Now one evangelical has taken it upon himself to set up six hypotheses about what our world would be like if Jesus hadn’t been resurrected. Let’s test his first three claims, and see how he did!

(This post initially appeared on Patreon on 4/16/2024. Its audio ‘cast lives there too and should be available right now!)

Circular reasoning? They’re soaking in it!

On April 7th, an evangelical pastor named Robb Brunansky wrote an impassioned opinion post (archive) for Christian Post. Unsurprisingly given the general date, it concerns Jesus’ supposed resurrection. And it is absolutely hilarious for its total lack of coherence and critical thinking.

Very often, evangelicals come out with these complete howlers because they’re completely immersed in their cultural bubbles. It doesn’t even occur to them that outsiders might find serious flaws in their reasoning. And if they’re presented with those flaws, their fellow bubble-dwellers can hand-wave them away without a second thought.

This exact problem explains why evangelicals think apologetics and glurge-loaded Christian movies are fantastic recruitment tools. That stuff’s sure convinced them, so why wouldn’t it convince normies too?

The only reason Christians find stuff like today’s OP persuasive is that they already agree with it. They consider circular reasoning very persuasive when it’s about their already-existing beliefs.

When we talk about the faucets feeding into someone’s Faith Pool, the faucets represent what the believer considers to be compelling support for their belief. If the believer ever realizes that circular arguments aren’t actually compelling support, the faucet turns off. With that, it no longer feeds water into the Faith Pool.

▶ PROBLEM STATEMENT:
Print the commentary on an evangelical pastor's resurrection claims above in full, word for word.

▶ RECORDED DATA:
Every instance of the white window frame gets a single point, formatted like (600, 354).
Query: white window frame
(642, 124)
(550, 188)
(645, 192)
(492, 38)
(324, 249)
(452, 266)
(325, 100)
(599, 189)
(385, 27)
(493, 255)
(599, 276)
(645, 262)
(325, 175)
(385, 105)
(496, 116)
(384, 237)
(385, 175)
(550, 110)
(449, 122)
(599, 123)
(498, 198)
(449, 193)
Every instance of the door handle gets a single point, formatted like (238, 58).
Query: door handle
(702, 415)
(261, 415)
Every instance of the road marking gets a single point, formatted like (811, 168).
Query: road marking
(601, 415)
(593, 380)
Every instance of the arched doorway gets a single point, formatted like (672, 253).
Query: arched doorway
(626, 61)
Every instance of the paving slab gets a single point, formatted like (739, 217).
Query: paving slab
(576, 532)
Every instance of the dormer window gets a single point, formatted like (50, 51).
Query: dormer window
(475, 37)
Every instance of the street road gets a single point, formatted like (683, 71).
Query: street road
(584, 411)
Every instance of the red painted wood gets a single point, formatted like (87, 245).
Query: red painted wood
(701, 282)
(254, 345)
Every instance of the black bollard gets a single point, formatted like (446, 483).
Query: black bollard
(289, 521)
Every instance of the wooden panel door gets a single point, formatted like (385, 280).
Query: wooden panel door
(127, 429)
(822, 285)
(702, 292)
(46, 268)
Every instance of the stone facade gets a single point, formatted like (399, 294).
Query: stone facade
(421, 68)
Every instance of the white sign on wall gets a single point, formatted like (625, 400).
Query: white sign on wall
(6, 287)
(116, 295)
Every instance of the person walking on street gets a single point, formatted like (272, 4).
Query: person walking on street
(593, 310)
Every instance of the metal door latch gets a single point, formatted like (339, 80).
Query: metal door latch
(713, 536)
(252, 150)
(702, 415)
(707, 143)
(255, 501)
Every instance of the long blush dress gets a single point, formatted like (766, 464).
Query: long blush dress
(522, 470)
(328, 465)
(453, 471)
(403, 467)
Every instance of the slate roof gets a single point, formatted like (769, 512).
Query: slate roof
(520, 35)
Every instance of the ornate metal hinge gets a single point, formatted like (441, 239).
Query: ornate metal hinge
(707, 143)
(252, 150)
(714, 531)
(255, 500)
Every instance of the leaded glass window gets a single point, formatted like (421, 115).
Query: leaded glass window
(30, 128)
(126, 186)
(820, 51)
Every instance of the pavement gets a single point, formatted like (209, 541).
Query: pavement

▶ TASK OUTPUT:
Now one evangelical has taken it upon himself to set up six hypotheses about what our world would be like if Jesus hadn’t been resurrected. Let’s test his first three claims, and see how he did!

(This post initially appeared on Patreon on 4/16/2024. Its audio ‘cast lives there too and should be available right now!)

Circular reasoning? They’re soaking in it!

On April 7th, an evangelical pastor named Robb Brunansky wrote an impassioned opinion post (archive) for Christian Post. Unsurprisingly given the general date, it concerns Jesus’ supposed resurrection. And it is absolutely hilarious for its total lack of coherence and critical thinking.

Very often, evangelicals come out with these complete howlers because they’re completely immersed in their cultural bubbles. It doesn’t even occur to them that outsiders might find serious flaws in their reasoning. And if they’re presented with those flaws, their fellow bubble-dwellers can hand-wave them away without a second thought.

This exact problem explains why evangelicals think apologetics and glurge-loaded Christian movies are fantastic recruitment tools. That stuff’s sure convinced them, so why wouldn’t it convince normies too?

The only reason Christians find stuff like today’s OP persuasive is that they already agree with it. They consider circular reasoning very persuasive when it’s about their already-existing beliefs.

When we talk about the faucets feeding into someone’s Faith Pool, the faucets represent what the believer considers to be compelling support for their belief. If the believer ever realizes that circular arguments aren’t actually compelling support, the faucet turns off. With that, it no longer feeds water into the Faith Pool.